Foreign Contribution (Regulation) Amendment Bill, 2026

  • 27 Mar 2026

In News:

The Foreign Contribution (Regulation) Amendment Bill, 2026 was introduced in the Lok Sabha on March 25, 2026 by the Minister of State for Home Affairs, proposing significant changes to the Foreign Contribution (Regulation) Act, 2010. The Bill has since triggered considerable political debate, with its Lok Sabha discussion deferred amid opposition protests and political sensitivities ahead of the Kerala Assembly elections.

What is the Foreign Contribution (Regulation) Act, 2010?

The FCRA, 2010 is a central legislation administered by the Ministry of Home Affairs (MHA) that regulates the acceptance, utilisation, and accounting of foreign contributions received by individuals, associations, and NGOs in India.

Key Facts:

·         Originally enacted in 1976; comprehensively revised in 2010; further amended in 2016, 2018, and 2020

·         Around 16,000 organisations are currently registered under FCRA

·         These organisations collectively receive approximately ?22,000 crore annually

·         All foreign contributions must be received through a single designated account at the State Bank of India, New Delhi (main branch)

·         Registration is valid for five years and must be renewed at least six months before expiry

·         Foreign funds cannot be sub-granted to unregistered entities

·         Foreign funding is prohibited for politicians, journalists, judges, and government servants

Permitted Uses of Foreign Funds: Cultural, economic, educational, social, and religious activities only.

What is the Legal Gap the Bill Seeks to Address?
◆ ◆ ◆ ◆ ◆ ◆ ◆
## Task instructions
[1] According to the FCRA Amendment Bill article, how long is an FCRA registration valid?
[2] Reproduce the FCRA Amendment Bill article verbatim from "The Foreign Contribution (Regulation) Amendment" up to and including "NGOs in India.".
[3] Go on with the FCRA Amendment Bill article, starting right after its final heading.

## Data extract
◆ ◆ ◆ ◆ ◆ ◆ ◆
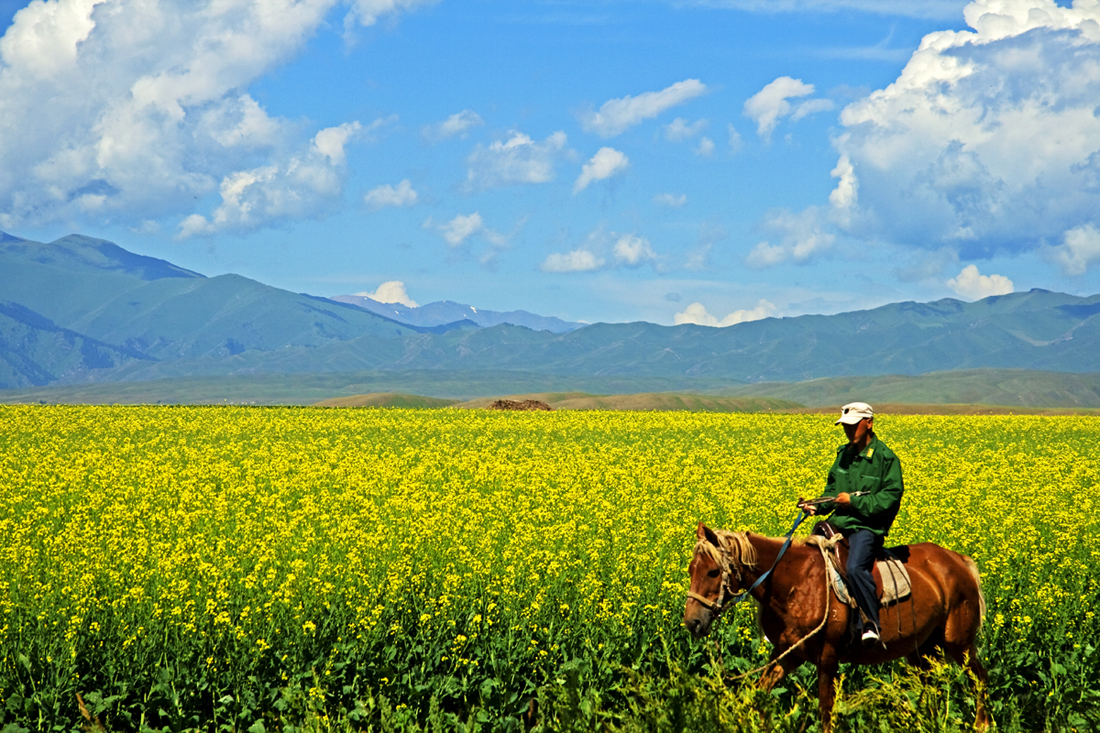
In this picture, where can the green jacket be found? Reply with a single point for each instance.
(877, 470)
◆ ◆ ◆ ◆ ◆ ◆ ◆
## Answers for this exercise
[1] Five years. It must be renewed at least six months before it expires.

[2]
The Foreign Contribution (Regulation) Amendment Bill, 2026 was introduced in the Lok Sabha on March 25, 2026 by the Minister of State for Home Affairs, proposing significant changes to the Foreign Contribution (Regulation) Act, 2010. The Bill has since triggered considerable political debate, with its Lok Sabha discussion deferred amid opposition protests and political sensitivities ahead of the Kerala Assembly elections.

What is the Foreign Contribution (Regulation) Act, 2010?

The FCRA, 2010 is a central legislation administered by the Ministry of Home Affairs (MHA) that regulates the acceptance, utilisation, and accounting of foreign contributions received by individuals, associations, and NGOs in India.

[3]
Under Section 15 of the existing Act, assets created from foreign contributions vest in a prescribed authority upon cancellation or surrender of FCRA registration. However, no clear procedural mechanism exists for the subsequent management, supervision, or disposal of such assets — leading to administrative uncertainty and potential misuse. The 2026 Bill addresses this by inserting a new Chapter IIIA into the Act.

Key Provisions of the Amendment Bill, 2026

1. Designated Authority

A government-appointed Designated Authority is empowered to:

  • Provisionally take over, supervise, manage, and dispose of foreign contributions and assets of NGOs whose registration is cancelled, surrendered, or lapsed
  • Return unutilised funds and assets if registration is subsequently renewed or restored
  • Permanently vest assets if the organisation fails to secure fresh registration within a prescribed period
  • Preserve the religious character of any place of worship taken over under the Act

Proceeds from asset disposal are credited to the Consolidated Fund of India.

2. Expanded Definition of "Key Functionary"

Personal liability is extended to directors, trustees, partners, karta of Hindu Undivided Families (HUFs), and office-bearers of societies and trade unions — unless they prove lack of knowledge or due diligence.

3. Prior Approval for Investigations

Any law enforcement agency or State government must obtain prior Central Government approval before initiating FCRA-related investigations, significantly centralising oversight.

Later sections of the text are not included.